Paco Roji Doña & Ramón Soler Díaz : "La Cañeta de Málaga, José Salazar, La Pirula"

samedi 4 janvier 2014 par Claude Worms

Un livre (472 pages) + 2 CDs (La Cañeta de Málaga / José Salazar) : Edition de Paco Roji Doña et Ramón Soler Díaz, Málaga, 2013.

Nous devons aux travaux de Paco Roji Doña sur les tablaos de Málaga et de la Costa del Sol une plus juste appréciation du rôle de Málaga dans l’ histoire du flamenco. La richesse du répertoire des "cantes abandolaos" et des Malagueñas a en effet trop souvent éclipsé le foisonnement local des "cantes festeros" (Tangos et Bulerías essentiellement) créés ou modifiés par les artistes gitans des quartiers d’ El Perchel (calle La Puente) et de La Cruz Verde (calle Los Negros) depuis la fin du XIX siècle, tels Alfonso Pérez "El Porrilla", Antonio Fernández Cortés "El Montiño", Joaquín Vargas Soto "Cojo de Málaga"et sa fille Paca Vargas Gómez Sebastián "El Pena", Dolores Campos Heredia "La Pirula", Miguel de los Reyes, Enriqueta de la Santissima Trinidad de los Reyes Porras "Repompa de Málaga", Rafaela de los Reyes Porras "La Repompilla", Ángel Lavat Campos "Pepito Vargas", Gabriel Campos Torres "El Tiriri", Teresa Sánchez Campos "La Cañeta"... - on notera que les patronymes soulignent le rôle déterminant des dynasties artistiques Vargas, Reyes Porras et Campos, unies par de nombreux liens familiaux dans l’ élaboration et la transmission de ce répertoire.

Après une biographie du bailaor José Losada "Carrete" en collaboration avec Francis Marmol ("Carrete. Al compás de la vida" -), puis un ouvrage sur La Repompa, en collaboration avec Ramón Soler Díaz et Paco Fernández ("La Repompa de Málaga. 75 aniversario, 1937 - 2012" - edición de Paco Roji et Ramón Soler Díaz, Málaga, 2012. Le livre est accompagné d’ un CD reproduisant la discographie intégrale de La Repompa, rééditée avec celle d’ Antonio "El Chaqueta" en 1998 par El Flamenco Vive), Paco Roji poursuit la saga avec ce troisième volume : "La Cañeta de Málaga. José Salazar. La Pirula".

La Pirula

Comme la monographie consacrée à La Repompa, l’ ouvrage est divisé en deux grandes parties : après une série de chapitres strictement biographiques (Paco Roji), Ramón Soler Díaz se livre à une analyse exhaustive de la discographie de La Cañeta et de José Salazar (La Pirula n’ a malheureusement jamais enregistré).

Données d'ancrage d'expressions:

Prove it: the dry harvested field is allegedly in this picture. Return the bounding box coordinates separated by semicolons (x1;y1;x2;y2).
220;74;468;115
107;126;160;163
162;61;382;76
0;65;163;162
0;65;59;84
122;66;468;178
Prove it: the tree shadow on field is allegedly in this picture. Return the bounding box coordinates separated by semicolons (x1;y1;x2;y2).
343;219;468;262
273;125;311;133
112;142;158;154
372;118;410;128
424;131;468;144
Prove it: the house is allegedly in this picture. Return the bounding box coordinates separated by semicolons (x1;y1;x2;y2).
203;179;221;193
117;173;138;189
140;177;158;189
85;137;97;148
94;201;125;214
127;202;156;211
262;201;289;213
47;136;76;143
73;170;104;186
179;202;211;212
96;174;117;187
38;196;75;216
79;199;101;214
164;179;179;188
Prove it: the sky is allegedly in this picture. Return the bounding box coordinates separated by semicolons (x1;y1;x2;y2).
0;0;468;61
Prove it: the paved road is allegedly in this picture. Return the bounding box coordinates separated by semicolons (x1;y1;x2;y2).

TRAVAIL DEMANDÉ:
Reproduisez fidèlement le passage de l'extrait qui s'ouvre sur les mots contenant « Comme la monographie » et se termine par « malheureusement jamais enregistré). ».

RÉPONSE RÉDIGÉE:
Comme la monographie consacrée à La Repompa, l’ ouvrage est divisé en deux grandes parties : après une série de chapitres strictement biographiques (Paco Roji), Ramón Soler Díaz se livre à une analyse exhaustive de la discographie de La Cañeta et de José Salazar (La Pirula n’ a malheureusement jamais enregistré).